**Extrait à lire**
|---|

Comme dans Matrix, ça canarde avec enthousiasme sans aucune considération sur la quantité de munitions tirées, ni la précision des tirs.
Les articles universitaires sur l’information, les transactions optimales et les institutions ont depuis un demi-siècle largement contribué à détruire nos belles forêts. Les publications sont tirées avec frénésie  dans une fumée devenant de plus en plus épaisse. Qu’est-ce que c’est qu’une information ? un coût de transaction ? la connaissance par rapport à l’information ? la rationalité limitée ? subjective ?

Comme dans Matrix, ça touche rarement les tireurs, mais ça massacre le décor qui a la malchance de se trouver dans les lignes de tir.
Mais contrairement à Matrix, chez les économistes, le décor n’est pas virtuel. C’est l’économie réelle. Ces belles batailles rangées provoquent souvent des dégâts par l’intermédiaire des politiques économiques implémentées.


La valeur de la connaissance


En fait, pour l’école autrichienne (et d’autres..) la problématique de l’information parfaite a été mal posé par les néoclassiques.

Simplement parce que l’information a en elle-même une valeur, un coût pour être découverte, éventuellement un prix lorsqu’elle peut être échangée et nécessite des connaissances propres à chaque personne pour être exploitée correctement.

Comme pour la concurrence, l’information n’est donc pas une sorte de dallage préexistant pour qu’un marché ‘parfait’ puisse fonctionner. Dallage que l’Etat serait chargé de fabriquer ou de corriger en cas d’imperfections.

|---|

**Lignes fournies**
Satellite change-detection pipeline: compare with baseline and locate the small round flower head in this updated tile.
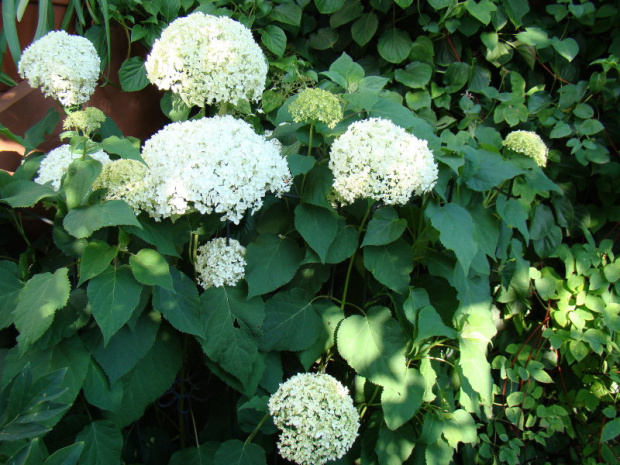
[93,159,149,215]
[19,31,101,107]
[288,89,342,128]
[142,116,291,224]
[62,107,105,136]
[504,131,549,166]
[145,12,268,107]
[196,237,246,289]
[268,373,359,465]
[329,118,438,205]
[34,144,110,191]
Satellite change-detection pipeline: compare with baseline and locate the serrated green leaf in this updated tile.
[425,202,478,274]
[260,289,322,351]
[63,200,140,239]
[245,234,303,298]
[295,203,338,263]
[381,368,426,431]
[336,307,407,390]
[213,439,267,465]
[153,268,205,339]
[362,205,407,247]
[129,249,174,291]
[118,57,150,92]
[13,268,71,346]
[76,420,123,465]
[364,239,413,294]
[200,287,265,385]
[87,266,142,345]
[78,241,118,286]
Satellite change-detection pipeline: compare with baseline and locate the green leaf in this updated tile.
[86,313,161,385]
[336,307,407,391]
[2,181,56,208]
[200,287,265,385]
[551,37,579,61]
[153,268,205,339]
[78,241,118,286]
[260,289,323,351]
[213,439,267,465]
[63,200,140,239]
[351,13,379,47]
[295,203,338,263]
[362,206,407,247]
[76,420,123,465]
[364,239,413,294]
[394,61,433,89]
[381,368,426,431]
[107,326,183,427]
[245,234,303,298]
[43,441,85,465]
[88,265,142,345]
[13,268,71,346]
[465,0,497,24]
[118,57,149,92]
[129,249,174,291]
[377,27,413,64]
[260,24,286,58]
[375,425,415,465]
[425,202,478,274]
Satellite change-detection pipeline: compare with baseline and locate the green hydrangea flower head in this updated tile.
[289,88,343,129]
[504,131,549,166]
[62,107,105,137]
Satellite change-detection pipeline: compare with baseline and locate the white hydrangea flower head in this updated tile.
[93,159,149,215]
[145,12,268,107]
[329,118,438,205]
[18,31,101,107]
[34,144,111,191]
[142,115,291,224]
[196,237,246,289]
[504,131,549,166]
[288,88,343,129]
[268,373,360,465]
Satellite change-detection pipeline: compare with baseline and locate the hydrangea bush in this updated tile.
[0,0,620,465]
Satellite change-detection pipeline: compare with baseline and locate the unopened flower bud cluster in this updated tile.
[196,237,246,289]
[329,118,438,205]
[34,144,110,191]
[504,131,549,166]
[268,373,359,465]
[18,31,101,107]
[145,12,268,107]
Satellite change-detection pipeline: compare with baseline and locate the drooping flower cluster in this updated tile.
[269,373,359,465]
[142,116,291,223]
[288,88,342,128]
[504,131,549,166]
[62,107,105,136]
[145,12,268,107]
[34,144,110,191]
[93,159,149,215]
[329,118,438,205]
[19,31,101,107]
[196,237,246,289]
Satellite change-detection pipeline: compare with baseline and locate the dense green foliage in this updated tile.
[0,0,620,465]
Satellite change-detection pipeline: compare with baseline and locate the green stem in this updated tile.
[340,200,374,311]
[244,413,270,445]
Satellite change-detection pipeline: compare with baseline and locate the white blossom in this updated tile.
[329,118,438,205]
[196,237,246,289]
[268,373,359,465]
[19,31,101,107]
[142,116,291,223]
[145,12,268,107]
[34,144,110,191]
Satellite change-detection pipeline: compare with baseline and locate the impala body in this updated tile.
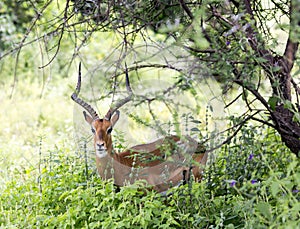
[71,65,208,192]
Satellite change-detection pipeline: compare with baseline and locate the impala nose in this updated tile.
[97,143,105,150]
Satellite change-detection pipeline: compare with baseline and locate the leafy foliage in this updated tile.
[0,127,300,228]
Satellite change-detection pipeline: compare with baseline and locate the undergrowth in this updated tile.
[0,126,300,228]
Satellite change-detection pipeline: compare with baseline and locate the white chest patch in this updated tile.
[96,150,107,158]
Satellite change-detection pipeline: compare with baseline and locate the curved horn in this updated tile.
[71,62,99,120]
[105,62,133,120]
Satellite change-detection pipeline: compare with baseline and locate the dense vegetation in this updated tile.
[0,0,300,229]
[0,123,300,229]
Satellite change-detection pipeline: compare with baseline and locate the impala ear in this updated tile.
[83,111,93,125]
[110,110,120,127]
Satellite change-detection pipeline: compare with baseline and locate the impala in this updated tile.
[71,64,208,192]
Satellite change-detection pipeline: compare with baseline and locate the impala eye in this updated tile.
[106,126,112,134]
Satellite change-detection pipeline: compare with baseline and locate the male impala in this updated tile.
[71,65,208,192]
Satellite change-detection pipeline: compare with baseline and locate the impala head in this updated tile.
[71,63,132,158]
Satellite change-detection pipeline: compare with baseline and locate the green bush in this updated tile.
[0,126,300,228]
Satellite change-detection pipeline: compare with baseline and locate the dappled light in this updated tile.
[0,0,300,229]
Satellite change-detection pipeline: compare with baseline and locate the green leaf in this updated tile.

|---|

**Consigne**
Dans l'extrait sur l'information en économie, qu'est-ce qui tient lieu de décor chez les économistes, à la différence de Matrix ?

**Réponse**
L'économie réelle.